*About this task*. Return each line of the entries below as a JSON array of strings, one string per line, omitting blank lines.
=-=-=
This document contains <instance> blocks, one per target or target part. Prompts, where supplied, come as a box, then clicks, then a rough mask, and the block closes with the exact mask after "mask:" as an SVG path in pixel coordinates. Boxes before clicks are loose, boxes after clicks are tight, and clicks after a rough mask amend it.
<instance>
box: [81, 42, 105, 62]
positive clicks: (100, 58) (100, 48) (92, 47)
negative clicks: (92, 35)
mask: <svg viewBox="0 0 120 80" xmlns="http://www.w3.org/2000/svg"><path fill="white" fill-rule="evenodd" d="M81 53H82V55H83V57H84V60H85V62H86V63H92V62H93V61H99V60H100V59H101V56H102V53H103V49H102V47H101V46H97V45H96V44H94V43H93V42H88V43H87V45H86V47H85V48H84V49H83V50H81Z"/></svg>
=-=-=
*Answer section*.
[
  "This document contains <instance> blocks, one per target or target part. Prompts, where supplied, come as a box, then clicks, then a rough mask, and the block closes with the exact mask after \"mask:\" as an SVG path in pixel coordinates. Boxes before clicks are loose, boxes after clicks are tight, and clicks after a rough mask amend it.",
  "<instance>",
  "box: [81, 42, 105, 62]",
  "positive clicks: (100, 58) (100, 48) (92, 47)",
  "negative clicks: (92, 35)",
  "mask: <svg viewBox=\"0 0 120 80\" xmlns=\"http://www.w3.org/2000/svg\"><path fill=\"white\" fill-rule=\"evenodd\" d=\"M81 53H82V55H83V57H84V60H85V62H86V63H92V62H93V61H99V60H100V59H101V56H102V53H103V49H102V47H101V46H97V45H96V44H94V43H93V42H88V43H87V45H86V47H85V48H84V49H83V50H81Z\"/></svg>"
]